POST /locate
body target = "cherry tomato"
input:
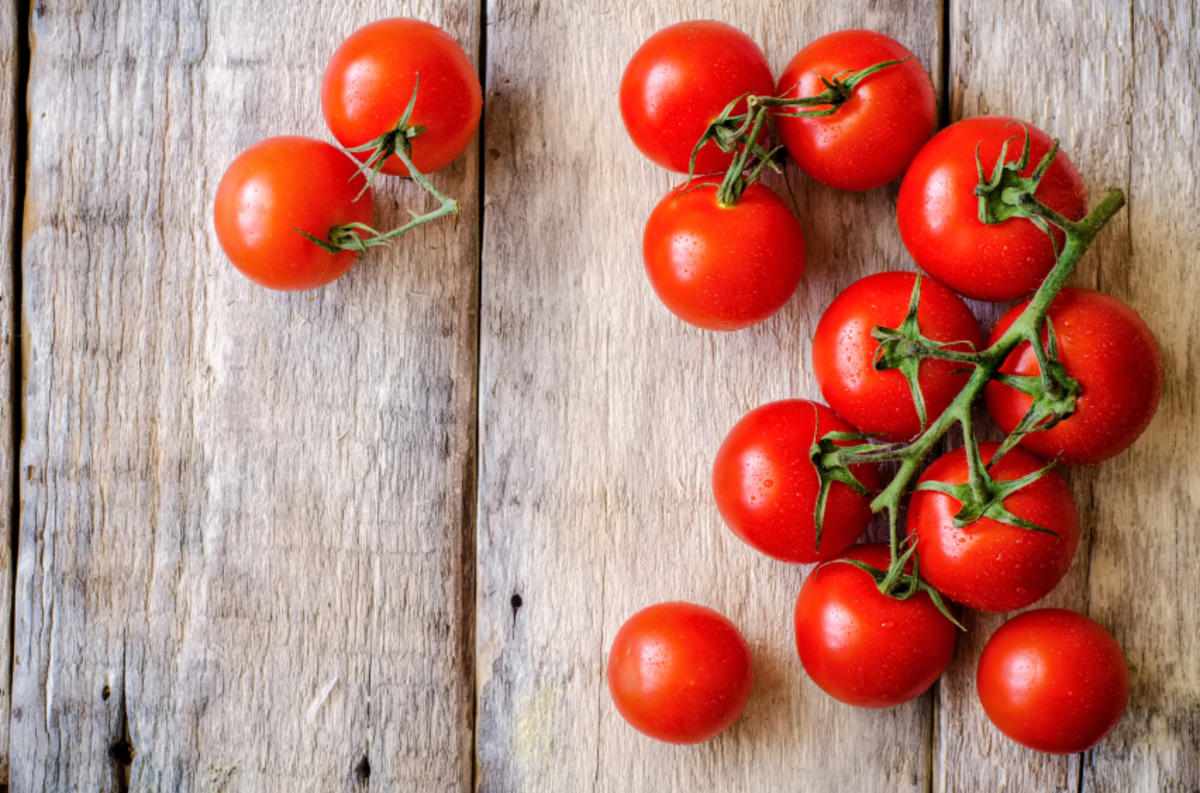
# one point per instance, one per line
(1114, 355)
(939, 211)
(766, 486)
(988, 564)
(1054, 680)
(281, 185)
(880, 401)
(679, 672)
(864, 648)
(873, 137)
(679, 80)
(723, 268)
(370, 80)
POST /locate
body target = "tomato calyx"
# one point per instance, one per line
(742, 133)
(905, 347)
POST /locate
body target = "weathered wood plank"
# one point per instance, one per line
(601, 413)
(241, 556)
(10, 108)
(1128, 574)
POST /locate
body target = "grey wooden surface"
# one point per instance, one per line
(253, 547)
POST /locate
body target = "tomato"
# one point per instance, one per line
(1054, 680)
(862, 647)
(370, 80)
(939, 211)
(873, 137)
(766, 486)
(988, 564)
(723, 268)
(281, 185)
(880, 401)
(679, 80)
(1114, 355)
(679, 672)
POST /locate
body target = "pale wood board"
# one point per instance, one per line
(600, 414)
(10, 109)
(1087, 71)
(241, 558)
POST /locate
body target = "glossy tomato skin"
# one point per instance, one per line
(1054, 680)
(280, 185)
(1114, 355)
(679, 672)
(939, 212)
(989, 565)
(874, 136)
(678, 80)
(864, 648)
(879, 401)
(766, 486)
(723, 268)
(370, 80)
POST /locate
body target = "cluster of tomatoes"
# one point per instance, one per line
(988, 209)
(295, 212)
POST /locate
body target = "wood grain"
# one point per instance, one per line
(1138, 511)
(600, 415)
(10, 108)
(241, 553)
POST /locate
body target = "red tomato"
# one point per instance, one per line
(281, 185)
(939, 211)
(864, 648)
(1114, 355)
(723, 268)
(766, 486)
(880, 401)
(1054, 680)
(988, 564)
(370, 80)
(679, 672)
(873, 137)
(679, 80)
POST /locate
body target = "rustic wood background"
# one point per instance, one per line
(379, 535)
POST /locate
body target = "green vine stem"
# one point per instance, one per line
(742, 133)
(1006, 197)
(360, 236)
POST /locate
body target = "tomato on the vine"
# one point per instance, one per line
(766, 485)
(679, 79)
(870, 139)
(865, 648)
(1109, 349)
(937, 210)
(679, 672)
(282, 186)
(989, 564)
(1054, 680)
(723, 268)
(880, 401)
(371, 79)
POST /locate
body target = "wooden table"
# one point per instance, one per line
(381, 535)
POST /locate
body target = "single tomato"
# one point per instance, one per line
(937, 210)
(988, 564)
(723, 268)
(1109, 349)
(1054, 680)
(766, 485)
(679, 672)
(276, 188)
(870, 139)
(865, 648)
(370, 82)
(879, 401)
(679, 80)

○ ○ ○ ○

_Your task_
Without the pictures, restate all the entries above exactly.

_Output_
POST /locate
body target = "cherry tomato"
input:
# one point per instance, one per line
(1114, 355)
(939, 211)
(766, 486)
(988, 564)
(1054, 680)
(281, 185)
(880, 401)
(679, 672)
(864, 648)
(873, 137)
(679, 80)
(723, 268)
(370, 80)
POST /locate
body target = "tomato calyx"
# one point per instance, one per line
(742, 133)
(905, 347)
POST /locate
body target = "weathered wood plank"
# one point per instance, one per line
(601, 413)
(241, 556)
(10, 108)
(1128, 574)
POST /locate
body target = "grey wooden surface"
# one point per instance, one per line
(253, 547)
POST /locate
body target = "tomato"
# one point per instance, one per line
(1054, 680)
(862, 647)
(370, 80)
(939, 211)
(873, 137)
(766, 486)
(988, 564)
(723, 268)
(281, 185)
(880, 401)
(679, 80)
(1114, 355)
(679, 672)
POST /locate
body target = "pale wood board"
# one point per instance, one per line
(600, 414)
(10, 109)
(1087, 71)
(241, 558)
POST /locate
body target = "glossy tomato skin"
# one point per instance, one per line
(1054, 680)
(280, 185)
(1114, 355)
(679, 672)
(939, 212)
(989, 565)
(874, 136)
(678, 80)
(864, 648)
(879, 401)
(766, 486)
(723, 268)
(370, 80)
POST /locate
body target = "cluster of tomatoes"
# one point per instance, one per line
(988, 209)
(295, 212)
POST /locate
body target = "wood grain"
# one point per instance, one per line
(1138, 511)
(600, 415)
(10, 108)
(241, 553)
POST /locate
body target = "red tomato"
# one point per instance, one per line
(281, 185)
(939, 211)
(864, 648)
(1114, 355)
(723, 268)
(766, 486)
(880, 401)
(1054, 680)
(988, 564)
(370, 80)
(679, 672)
(873, 137)
(679, 80)
POST /locate
body target = "rustic wood background"
# one point per instance, one per line
(379, 535)
POST /locate
body target = "green vine stem"
# one point per instance, one per line
(742, 133)
(1006, 197)
(360, 236)
POST /locate
body target = "tomato on the vine"
# one point per instance, one per line
(766, 485)
(679, 79)
(870, 139)
(865, 648)
(1109, 349)
(937, 210)
(679, 672)
(282, 186)
(989, 564)
(1054, 680)
(723, 268)
(880, 401)
(371, 79)
POST /locate
body target = "wooden table"
# one point per instance, one per line
(381, 535)
POST /locate
body target = "single tomato"
# one point per instance, one per line
(937, 210)
(988, 564)
(723, 268)
(1109, 349)
(1054, 680)
(766, 485)
(679, 672)
(276, 188)
(870, 139)
(865, 648)
(370, 82)
(879, 401)
(679, 80)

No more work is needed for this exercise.